§ PROBLEM
Carry the mutual fund review forward from its final sentence.

§ SELECTED EXTRACT
— Start —

In 2007, it trounced the competition with a return of 110 per cent (category average: 64%). In the bear phase running from January 8, 2008 to March 9, 2009, it shed 54 per cent (category average: -64%). Its 3-year trailing returns of 30.45 per cent (July 31, 2009) places it streets ahead of the competition.

Hats off to fund manager Kenneth Andrade who boldly rides his bets. Little wonder that allocation to Services touched 44.74 per cent (May 2007) or FMCG accounted for 21.66 per cent (March 2009). Neither does he shirk from taking contrarian stands; his bias towards Services ever since inception and his restraint from going heavy on Energy, despite the sector gaining impressively, are cases in point.

In 2007 he did not jump into Metals. Ironically, the BSE Metal index delivered 121.47 per cent that year and yet the fund returned 46 per cent higher than the category average.

— End —

§ DATASET
— Start —

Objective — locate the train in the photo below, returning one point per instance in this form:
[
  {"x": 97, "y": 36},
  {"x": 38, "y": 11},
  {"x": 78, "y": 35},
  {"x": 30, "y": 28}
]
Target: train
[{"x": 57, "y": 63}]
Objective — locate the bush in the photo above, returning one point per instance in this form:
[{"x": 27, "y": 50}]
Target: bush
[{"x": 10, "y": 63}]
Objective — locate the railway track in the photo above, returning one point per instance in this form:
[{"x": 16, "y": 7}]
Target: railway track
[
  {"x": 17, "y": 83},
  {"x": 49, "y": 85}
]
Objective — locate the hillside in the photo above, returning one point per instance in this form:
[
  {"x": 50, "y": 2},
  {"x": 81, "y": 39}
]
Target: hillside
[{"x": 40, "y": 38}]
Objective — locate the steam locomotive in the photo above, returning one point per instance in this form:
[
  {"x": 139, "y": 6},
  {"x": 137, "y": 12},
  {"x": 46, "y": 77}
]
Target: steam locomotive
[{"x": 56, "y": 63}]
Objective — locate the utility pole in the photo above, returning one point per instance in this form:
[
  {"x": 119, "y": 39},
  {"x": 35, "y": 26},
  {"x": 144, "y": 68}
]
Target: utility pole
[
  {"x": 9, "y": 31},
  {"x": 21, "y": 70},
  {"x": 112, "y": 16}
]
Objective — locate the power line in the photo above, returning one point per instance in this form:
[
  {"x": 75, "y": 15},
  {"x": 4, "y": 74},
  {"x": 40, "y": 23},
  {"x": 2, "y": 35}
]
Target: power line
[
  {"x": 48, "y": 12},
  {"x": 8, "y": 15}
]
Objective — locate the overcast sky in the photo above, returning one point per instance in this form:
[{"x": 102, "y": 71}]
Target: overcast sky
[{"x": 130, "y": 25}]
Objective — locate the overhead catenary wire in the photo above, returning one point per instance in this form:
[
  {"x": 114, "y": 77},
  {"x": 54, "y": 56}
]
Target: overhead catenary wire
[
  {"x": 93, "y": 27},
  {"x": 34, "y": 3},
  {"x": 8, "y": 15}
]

— End —

§ RESULT FOR THIS TASK
But Andrade is unsure if he should be branded a contrarian. “This fund attempts to capture shifts in the business environment with regard to new business opportunities, technologies and trends. We try to position ourselves ahead of the chain. It may or may not pay off but we must have sufficient reason to believe in what we are investing in,” he says.

With a focus on small companies, Andrade has an interest in keeping the fund size small. Hence it was shut for fresh investments during periods in 2006 and 2007. He maintains a tight portfolio spread across 26 stocks (1 year average) whose allocations don’t cross 7 per cent, barring Shree Renuka Sugars.

Ever since Andrade took over the fund in February 2007, he has maintained a high debt allocation which peaked at 25.53 per cent (June 2008) while cash holding was at 12.24 per cent (May 2008). Due to these high allocations he missed out on the latest rally to some extent with a return of 91 per cent, as against the category average of 104 per cent (March 9 – July 31, 2009). “The companies in this segment are not very liquid. We don’t want to be caught on the wrong foot, so have to ensure ample liquidity for redemptions, so that we do not disturb the entire portfolio,” he says. In a nutshell, a compelling pick.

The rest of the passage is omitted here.